Revise the evidence distribution text between "In the examiner-based" and "and decision-making expertise.", inclusive, so that "management skill" becomes "organizational skill".

===== Supplied passage =====

These protocols determine

  • the hub of the chain of custody for this evidence submission,
  • the decision-maker for the distribution of the evidence,
  • the sequence of examinations for each evidence item,
  • the assignment of examinations to particular examiners.

Evidence Distribution

The person who breaks the seal on the evidence container and distributes the evidence

  • becomes the hub of the chain of custody within the laboratory,
  • is responsible for appropriate sequencing of examinations,
  • should be aware of the possible implications of biological and trace evidence.

There are two commonly used approaches to evidence distribution:

  • Centralized system
  • Examiner based system

Centralized System

A laboratory manager or trained individual within the evidence-receiving or evidence-control organization

  • breaks the seal on the container,
  • determines the types of examinations required,
  • coordinates the distribution of evidence with the appropriate discipline area for assignment to examiner(s).

Examiner-Based System

Based on laboratory protocol, a laboratory manager or supervisor typically assigns each evidence submission to an examiner within a particular forensic discipline. The assignment is determined based upon the nature of the case and the documented type of evidence.

Upon breaking the seal on the container, the examiner acts as the hub of the chain of custody within the laboratory and is responsible for

  • distributing evidence,
  • sequencing examinations,
  • identifying significant examinations that were not requested.

In the examiner-based system, the firearm/toolmark examiner reviews all evidence in a given submission. The examiner is expected to exercise management skill, knowledge, and decision-making expertise.

This approach requires that the examiner is generally familiar with the forensic capabilities of the laboratory.

===== Data supplied =====

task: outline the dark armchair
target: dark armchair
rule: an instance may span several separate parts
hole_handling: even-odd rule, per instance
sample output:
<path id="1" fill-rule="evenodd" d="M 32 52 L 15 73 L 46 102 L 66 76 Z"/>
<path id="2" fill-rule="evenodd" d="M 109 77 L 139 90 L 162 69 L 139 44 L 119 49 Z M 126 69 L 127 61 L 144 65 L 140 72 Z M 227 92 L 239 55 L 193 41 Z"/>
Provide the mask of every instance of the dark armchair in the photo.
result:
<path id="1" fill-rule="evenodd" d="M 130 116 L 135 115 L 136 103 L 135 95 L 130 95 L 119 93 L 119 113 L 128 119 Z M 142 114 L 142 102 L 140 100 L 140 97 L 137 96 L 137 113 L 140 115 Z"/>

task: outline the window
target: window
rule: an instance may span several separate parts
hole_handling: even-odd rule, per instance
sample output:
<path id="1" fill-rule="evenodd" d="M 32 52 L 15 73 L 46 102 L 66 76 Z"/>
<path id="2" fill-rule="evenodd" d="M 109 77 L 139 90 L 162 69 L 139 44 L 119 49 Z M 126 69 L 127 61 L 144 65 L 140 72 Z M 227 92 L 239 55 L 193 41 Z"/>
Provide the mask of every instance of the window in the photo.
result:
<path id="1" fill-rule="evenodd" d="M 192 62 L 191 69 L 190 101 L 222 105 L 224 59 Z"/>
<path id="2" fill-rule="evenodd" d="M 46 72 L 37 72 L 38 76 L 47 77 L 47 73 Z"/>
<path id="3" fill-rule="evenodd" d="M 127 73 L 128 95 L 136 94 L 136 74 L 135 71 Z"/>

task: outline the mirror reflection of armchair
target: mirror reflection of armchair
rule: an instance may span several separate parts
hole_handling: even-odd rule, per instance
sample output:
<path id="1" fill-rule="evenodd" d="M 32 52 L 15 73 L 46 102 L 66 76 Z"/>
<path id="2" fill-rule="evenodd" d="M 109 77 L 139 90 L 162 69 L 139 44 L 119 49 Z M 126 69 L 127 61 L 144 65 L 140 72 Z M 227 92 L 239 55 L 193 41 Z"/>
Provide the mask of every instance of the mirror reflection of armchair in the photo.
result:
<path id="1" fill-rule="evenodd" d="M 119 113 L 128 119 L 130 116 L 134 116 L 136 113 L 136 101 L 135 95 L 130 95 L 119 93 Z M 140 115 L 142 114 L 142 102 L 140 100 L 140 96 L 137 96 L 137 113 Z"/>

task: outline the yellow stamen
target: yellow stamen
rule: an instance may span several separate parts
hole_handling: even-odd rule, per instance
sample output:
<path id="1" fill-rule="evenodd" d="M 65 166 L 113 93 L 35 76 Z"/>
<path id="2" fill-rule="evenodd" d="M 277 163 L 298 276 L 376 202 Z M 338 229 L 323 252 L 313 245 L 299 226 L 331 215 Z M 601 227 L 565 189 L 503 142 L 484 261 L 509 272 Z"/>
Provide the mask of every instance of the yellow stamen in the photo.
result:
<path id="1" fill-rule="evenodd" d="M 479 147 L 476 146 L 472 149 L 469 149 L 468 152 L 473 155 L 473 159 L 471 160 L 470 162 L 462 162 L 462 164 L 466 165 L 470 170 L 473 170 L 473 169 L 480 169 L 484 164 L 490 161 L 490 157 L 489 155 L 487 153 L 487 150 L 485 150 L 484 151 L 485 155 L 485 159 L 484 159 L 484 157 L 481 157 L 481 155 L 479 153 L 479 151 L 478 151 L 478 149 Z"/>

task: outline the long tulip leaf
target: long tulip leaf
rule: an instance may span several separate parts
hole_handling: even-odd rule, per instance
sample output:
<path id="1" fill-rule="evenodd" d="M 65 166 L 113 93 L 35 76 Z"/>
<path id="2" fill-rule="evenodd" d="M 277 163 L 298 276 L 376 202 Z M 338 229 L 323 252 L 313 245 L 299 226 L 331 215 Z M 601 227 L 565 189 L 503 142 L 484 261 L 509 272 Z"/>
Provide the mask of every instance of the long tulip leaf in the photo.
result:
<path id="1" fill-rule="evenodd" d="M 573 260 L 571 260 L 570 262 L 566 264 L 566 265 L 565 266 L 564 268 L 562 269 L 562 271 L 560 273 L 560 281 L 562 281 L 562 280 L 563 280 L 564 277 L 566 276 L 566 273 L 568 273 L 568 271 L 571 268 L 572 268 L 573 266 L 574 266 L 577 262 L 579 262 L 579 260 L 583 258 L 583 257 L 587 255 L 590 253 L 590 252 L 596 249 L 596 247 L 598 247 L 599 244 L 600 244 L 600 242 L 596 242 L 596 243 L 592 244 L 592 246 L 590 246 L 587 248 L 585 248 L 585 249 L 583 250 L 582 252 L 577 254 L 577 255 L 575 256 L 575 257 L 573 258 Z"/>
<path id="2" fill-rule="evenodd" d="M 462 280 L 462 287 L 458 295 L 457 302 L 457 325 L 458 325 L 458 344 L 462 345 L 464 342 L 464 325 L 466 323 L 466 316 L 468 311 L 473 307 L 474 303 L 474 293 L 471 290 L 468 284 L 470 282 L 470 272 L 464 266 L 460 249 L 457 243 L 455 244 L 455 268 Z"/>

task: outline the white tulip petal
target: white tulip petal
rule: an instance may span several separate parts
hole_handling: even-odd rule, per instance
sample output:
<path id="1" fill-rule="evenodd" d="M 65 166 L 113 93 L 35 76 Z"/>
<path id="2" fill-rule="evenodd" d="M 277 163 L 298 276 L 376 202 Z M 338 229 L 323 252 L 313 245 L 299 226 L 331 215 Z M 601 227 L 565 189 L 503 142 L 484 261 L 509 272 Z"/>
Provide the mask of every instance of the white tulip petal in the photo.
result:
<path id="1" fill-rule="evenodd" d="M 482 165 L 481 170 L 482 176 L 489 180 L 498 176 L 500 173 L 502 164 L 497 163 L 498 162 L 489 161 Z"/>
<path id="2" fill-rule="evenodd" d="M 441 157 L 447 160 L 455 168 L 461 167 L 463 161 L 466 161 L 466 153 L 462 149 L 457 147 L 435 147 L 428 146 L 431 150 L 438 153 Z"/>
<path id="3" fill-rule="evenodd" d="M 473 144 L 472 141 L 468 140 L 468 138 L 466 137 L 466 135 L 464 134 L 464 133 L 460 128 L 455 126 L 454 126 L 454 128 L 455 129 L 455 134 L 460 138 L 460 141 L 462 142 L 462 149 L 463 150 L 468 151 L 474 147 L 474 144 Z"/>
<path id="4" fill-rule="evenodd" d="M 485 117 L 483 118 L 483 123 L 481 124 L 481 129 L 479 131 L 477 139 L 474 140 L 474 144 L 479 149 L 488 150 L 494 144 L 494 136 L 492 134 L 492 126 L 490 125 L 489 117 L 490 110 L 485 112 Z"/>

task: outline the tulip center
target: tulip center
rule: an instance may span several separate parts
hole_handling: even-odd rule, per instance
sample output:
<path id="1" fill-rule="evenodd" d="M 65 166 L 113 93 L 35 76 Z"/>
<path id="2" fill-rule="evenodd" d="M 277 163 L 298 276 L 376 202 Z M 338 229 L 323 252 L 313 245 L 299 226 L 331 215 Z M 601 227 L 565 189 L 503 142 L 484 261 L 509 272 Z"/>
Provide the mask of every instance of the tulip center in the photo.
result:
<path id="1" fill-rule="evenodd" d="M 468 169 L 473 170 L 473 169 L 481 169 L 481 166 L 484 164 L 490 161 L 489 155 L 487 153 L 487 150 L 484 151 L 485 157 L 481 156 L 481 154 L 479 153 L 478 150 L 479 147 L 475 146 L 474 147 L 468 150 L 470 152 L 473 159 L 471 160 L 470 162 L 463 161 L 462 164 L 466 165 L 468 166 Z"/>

=====

Response to this exercise:
In the examiner-based system, the firearm/toolmark examiner reviews all evidence in a given submission. The examiner is expected to exercise organizational skill, knowledge, and decision-making expertise.